**TASK DESCRIPTION**
Copy all of the material below line for line, without changing anything.
┏━━
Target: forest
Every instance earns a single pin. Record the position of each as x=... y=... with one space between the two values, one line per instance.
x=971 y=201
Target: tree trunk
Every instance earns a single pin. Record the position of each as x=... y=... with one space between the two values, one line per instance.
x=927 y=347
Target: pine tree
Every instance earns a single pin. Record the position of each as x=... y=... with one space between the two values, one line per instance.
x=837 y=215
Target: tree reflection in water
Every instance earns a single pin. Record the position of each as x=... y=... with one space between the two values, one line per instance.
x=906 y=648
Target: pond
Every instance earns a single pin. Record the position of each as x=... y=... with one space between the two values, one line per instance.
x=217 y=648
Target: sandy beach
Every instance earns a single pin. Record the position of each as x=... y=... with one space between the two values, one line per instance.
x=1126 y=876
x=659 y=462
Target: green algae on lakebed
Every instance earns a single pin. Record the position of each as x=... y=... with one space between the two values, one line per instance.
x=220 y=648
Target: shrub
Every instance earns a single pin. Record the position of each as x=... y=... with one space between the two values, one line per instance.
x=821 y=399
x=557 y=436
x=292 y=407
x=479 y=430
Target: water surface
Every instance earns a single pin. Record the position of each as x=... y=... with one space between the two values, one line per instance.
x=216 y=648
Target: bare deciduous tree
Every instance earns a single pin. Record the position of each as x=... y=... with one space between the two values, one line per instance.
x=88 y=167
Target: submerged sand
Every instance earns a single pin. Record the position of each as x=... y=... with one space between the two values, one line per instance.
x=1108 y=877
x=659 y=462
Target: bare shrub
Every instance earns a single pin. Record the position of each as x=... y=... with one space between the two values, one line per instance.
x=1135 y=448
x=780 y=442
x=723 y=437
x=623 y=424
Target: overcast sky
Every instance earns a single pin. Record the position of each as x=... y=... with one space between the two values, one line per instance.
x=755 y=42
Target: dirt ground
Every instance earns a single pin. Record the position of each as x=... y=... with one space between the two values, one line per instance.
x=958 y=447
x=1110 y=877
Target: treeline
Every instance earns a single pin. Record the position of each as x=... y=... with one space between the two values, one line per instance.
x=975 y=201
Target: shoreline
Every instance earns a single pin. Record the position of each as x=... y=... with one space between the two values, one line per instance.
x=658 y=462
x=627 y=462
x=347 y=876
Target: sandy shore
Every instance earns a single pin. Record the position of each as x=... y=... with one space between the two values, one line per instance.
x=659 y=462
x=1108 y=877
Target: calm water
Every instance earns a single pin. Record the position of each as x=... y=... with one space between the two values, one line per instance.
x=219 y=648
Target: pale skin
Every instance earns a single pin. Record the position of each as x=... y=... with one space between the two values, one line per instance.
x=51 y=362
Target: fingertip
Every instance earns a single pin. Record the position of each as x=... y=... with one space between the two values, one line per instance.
┗━━
**RESULT OF THIS TASK**
Target: forest
Every instance earns a single pin. Record the position of each as x=... y=... with one space between the two values, one line per instance.
x=971 y=201
Target: tree trunk
Every instance earns a single pin. Record the position of each as x=... y=... with one space between the two values, one line per instance.
x=927 y=347
Target: pine tree
Every instance earns a single pin. Record the position of each as x=... y=... with one space between the two values, one line per instance.
x=837 y=215
Target: tree reflection in water
Every instance earns a single pin. Record the position of each as x=... y=... with one space between the two values, one line per instance.
x=906 y=648
Target: pond
Every instance earns a single pin. Record the position of each as x=... y=... with one space between the two values, one line per instance.
x=217 y=648
Target: sandy beach
Every instance earns a single pin. Record the position of each as x=... y=... with one space between the two values, one line per instance.
x=1126 y=876
x=659 y=462
Target: green algae on lakebed
Every instance earns a single pin. Record the position of each as x=... y=... with one space between the two values, one line per instance.
x=220 y=648
Target: shrub
Every instance earns a single pin. Record the position of each as x=... y=... with one space between the two values, one line per instance.
x=821 y=399
x=557 y=436
x=292 y=407
x=479 y=430
Target: water surface
Every instance earns a single pin. Record the position of each as x=... y=... with one space between the two values, one line per instance.
x=216 y=648
Target: bare deciduous tree
Every instance earns a single pin. Record the position of each as x=... y=... with one space between the two values, one line per instance.
x=88 y=167
Target: submerged sand
Every instance earns a single pin. Record the position of each as x=... y=... with one space between the two values, one line per instance.
x=1108 y=877
x=659 y=462
Target: bare shrub
Every instance earns a single pin. Record the position of each as x=... y=... with one space between the two values, one line per instance.
x=1135 y=448
x=780 y=442
x=723 y=437
x=623 y=424
Target: overcast sky
Every instance earns a single pin. Record the position of each as x=... y=... with one space between the two values, one line per instance.
x=755 y=42
Target: dirt ground
Every instance earns a single pin. Record the position of each as x=... y=... with one space between the two values, one line per instance.
x=958 y=447
x=1110 y=877
Target: treeline
Every instance earns a single pin. Record the position of each as x=... y=... with one space between the two values, one line per instance.
x=975 y=201
Target: shoreline
Every instance earns a single pin. Record the position of each as x=... y=... with one space between the two values, one line per instance.
x=658 y=462
x=627 y=462
x=347 y=876
Target: sandy shore
Every instance earns a single pin. Record the position of each as x=... y=... with one space between the two values, one line per instance.
x=659 y=462
x=1108 y=877
Target: calm water
Every instance earns a single pin. Record the position of each as x=... y=... with one space between the two values, one line per instance.
x=219 y=648
Target: pale skin
Every instance earns a single pin. Record the position of each as x=... y=... with one space between the two values, one line per instance.
x=51 y=362
Target: fingertip
Every instance earns a single pin. Record the position of each as x=... y=... with one space between the two values, one line per instance.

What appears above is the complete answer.